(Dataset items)
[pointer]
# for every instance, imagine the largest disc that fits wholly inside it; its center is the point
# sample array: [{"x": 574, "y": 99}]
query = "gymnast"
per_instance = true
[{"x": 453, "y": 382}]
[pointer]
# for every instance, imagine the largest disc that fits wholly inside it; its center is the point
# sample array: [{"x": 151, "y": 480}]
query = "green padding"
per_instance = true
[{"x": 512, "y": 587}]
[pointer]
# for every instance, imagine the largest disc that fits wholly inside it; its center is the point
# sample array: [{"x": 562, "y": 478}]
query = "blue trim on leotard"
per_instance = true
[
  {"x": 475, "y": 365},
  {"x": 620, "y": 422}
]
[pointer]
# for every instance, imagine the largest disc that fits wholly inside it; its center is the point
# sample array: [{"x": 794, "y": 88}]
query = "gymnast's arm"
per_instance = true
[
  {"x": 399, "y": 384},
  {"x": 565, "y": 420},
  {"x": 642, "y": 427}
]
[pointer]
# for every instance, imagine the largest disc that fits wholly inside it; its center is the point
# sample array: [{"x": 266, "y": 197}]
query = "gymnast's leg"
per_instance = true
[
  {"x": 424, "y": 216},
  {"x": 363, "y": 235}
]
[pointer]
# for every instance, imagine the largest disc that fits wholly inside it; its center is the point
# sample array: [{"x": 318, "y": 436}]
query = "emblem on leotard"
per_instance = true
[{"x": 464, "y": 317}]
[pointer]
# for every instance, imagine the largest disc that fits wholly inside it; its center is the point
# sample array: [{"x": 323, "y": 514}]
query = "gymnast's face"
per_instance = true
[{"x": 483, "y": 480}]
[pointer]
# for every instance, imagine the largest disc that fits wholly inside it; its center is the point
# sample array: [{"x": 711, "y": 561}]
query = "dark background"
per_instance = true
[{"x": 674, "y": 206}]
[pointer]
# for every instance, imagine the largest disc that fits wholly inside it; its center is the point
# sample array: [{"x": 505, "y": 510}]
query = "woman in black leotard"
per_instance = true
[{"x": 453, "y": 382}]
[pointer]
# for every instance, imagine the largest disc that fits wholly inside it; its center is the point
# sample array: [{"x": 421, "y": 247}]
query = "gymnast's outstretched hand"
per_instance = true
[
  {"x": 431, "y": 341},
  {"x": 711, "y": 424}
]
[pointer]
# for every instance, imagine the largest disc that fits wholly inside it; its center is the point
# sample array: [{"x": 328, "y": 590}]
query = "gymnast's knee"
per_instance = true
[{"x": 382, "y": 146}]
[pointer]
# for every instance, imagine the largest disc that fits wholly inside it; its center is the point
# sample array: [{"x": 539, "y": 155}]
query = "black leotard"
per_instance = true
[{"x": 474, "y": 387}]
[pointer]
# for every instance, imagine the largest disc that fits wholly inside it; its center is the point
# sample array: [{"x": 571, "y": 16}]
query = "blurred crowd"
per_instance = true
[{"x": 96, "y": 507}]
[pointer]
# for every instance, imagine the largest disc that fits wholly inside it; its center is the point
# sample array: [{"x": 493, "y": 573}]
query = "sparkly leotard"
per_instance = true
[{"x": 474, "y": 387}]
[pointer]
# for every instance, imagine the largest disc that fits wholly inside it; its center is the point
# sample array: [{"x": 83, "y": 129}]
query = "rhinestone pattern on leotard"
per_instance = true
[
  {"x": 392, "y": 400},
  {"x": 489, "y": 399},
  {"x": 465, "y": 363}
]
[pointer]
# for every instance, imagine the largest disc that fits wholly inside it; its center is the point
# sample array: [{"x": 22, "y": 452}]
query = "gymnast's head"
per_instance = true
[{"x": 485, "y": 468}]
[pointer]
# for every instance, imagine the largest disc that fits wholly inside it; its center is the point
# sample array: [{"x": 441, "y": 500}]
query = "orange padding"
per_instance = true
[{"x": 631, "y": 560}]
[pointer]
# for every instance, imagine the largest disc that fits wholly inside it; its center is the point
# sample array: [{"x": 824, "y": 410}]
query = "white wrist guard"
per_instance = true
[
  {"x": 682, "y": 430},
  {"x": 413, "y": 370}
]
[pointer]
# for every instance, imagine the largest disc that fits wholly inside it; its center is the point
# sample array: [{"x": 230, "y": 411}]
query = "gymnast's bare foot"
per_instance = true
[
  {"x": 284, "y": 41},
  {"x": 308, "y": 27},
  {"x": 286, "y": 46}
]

> _Given request_
Copy all of the data exactly.

> _Complete answer_
[pointer]
# for every instance, imagine the largest disc that fits wholly inside it; its center is the point
# sample array: [{"x": 574, "y": 99}]
query = "gymnast"
per_instance = true
[{"x": 453, "y": 382}]
[pointer]
# for every instance, imagine the largest disc that fits wholly inside it; its center is the point
# sample array: [{"x": 151, "y": 480}]
query = "green padding"
per_instance = true
[{"x": 512, "y": 587}]
[pointer]
# for every instance, imagine the largest disc that fits wholly inside it; its center is the point
# sample array: [{"x": 562, "y": 478}]
query = "blue trim on leotard"
per_instance = true
[
  {"x": 475, "y": 365},
  {"x": 620, "y": 422}
]
[pointer]
# for every instance, imagine the largest disc that fits wholly inside it; its center is the point
# sample array: [{"x": 794, "y": 88}]
query = "gymnast's arm"
per_instance = true
[
  {"x": 399, "y": 384},
  {"x": 565, "y": 420},
  {"x": 642, "y": 427}
]
[pointer]
# for every instance, imagine the largest disc that fits wholly inside it; its center is the point
# sample array: [{"x": 266, "y": 197}]
query = "gymnast's leg"
per_instance = true
[
  {"x": 424, "y": 216},
  {"x": 363, "y": 235}
]
[pointer]
# for every instance, imagine the largest disc that fits wholly inside it; its center is the point
# sample array: [{"x": 318, "y": 436}]
query = "emblem on leotard"
per_instance = true
[{"x": 464, "y": 317}]
[pointer]
# for every instance, imagine the largest disc that fits wholly inside it; its center is the point
# sample array: [{"x": 323, "y": 514}]
query = "gymnast's face"
per_instance = true
[{"x": 483, "y": 480}]
[pointer]
# for every instance, imagine the largest disc that fits wholly inside it; its center is the point
# sample array: [{"x": 711, "y": 561}]
query = "dark background"
per_instance = true
[{"x": 674, "y": 206}]
[pointer]
# for every instance, imagine the largest disc that fits wholly inside it; its center is the point
# sample array: [{"x": 505, "y": 510}]
query = "woman in black leotard"
per_instance = true
[{"x": 453, "y": 382}]
[pointer]
# for every instance, imagine the largest disc that fits wholly inside it; its center is the point
# sample array: [{"x": 421, "y": 247}]
query = "gymnast's outstretched hand"
per_instance = true
[
  {"x": 431, "y": 341},
  {"x": 711, "y": 424}
]
[pointer]
# for every instance, imagine the largest disc that fits wholly inside it; its center is the point
# sample array: [{"x": 328, "y": 590}]
query = "gymnast's knee"
per_instance = true
[{"x": 382, "y": 146}]
[pointer]
# for every instance, imagine the largest disc that fits wholly inside it; its center is the point
# sample array: [{"x": 539, "y": 155}]
query = "black leotard"
per_instance = true
[{"x": 474, "y": 387}]
[pointer]
# for every instance, imagine the largest disc that fits wholly inside it; its center is the point
# sample array: [{"x": 571, "y": 16}]
query = "blurred crowd"
per_instance = true
[{"x": 96, "y": 507}]
[pointer]
# for every instance, imagine the largest disc that fits wholly inside it; its center is the point
# sample array: [{"x": 493, "y": 573}]
query = "sparkly leotard"
per_instance = true
[{"x": 474, "y": 387}]
[pointer]
# for every instance, imagine the largest disc that fits wholly inside it; its center is the point
# sample array: [{"x": 83, "y": 129}]
query = "rhinestone pattern on leotard"
per_instance = true
[
  {"x": 392, "y": 400},
  {"x": 489, "y": 399},
  {"x": 465, "y": 363}
]
[pointer]
# for every instance, imagine the largest disc that fits wholly inside it; its center is the point
# sample array: [{"x": 22, "y": 452}]
query = "gymnast's head"
per_instance = true
[{"x": 485, "y": 468}]
[pointer]
# for every instance, imagine the largest disc that fits wholly inside it; its center is the point
# sample array: [{"x": 441, "y": 500}]
query = "orange padding"
per_instance = true
[{"x": 631, "y": 560}]
[pointer]
# for every instance, imagine the largest disc that fits wholly inside it; its center is the point
# sample array: [{"x": 824, "y": 410}]
query = "white wrist guard"
per_instance = true
[
  {"x": 682, "y": 430},
  {"x": 413, "y": 370}
]
[pointer]
# for every instance, imagine the largest disc that fits wholly inside it; its center is the point
# sample array: [{"x": 230, "y": 411}]
query = "gymnast's bare foot"
per_instance = true
[
  {"x": 284, "y": 41},
  {"x": 308, "y": 27},
  {"x": 286, "y": 46}
]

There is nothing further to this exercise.